▶ _SHORT PROBLEM_
Format everything from the line containing "Where can you see the table" down to the end of the material as a JSON list of strings, one string per line, leaving out blank lines.
>> begin EXERCISE DATA
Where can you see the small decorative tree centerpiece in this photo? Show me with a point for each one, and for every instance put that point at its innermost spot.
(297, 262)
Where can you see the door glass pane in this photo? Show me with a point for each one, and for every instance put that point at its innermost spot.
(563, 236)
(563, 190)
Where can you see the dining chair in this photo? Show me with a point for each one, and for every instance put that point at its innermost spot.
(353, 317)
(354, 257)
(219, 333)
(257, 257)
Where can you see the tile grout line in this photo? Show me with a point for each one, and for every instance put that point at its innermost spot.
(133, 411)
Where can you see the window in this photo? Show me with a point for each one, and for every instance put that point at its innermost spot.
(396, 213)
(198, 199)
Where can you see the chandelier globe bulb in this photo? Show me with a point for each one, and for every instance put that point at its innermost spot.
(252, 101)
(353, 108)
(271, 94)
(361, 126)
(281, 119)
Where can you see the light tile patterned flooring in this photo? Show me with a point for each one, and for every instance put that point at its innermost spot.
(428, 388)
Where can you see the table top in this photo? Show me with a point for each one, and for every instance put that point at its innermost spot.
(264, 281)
>> end EXERCISE DATA
▶ _EXERCISE SOLUTION_
[
  "Where can you see the table top in this photo? Show me with a point for each one, and for every instance put that point at its innermost spot.",
  "(264, 281)"
]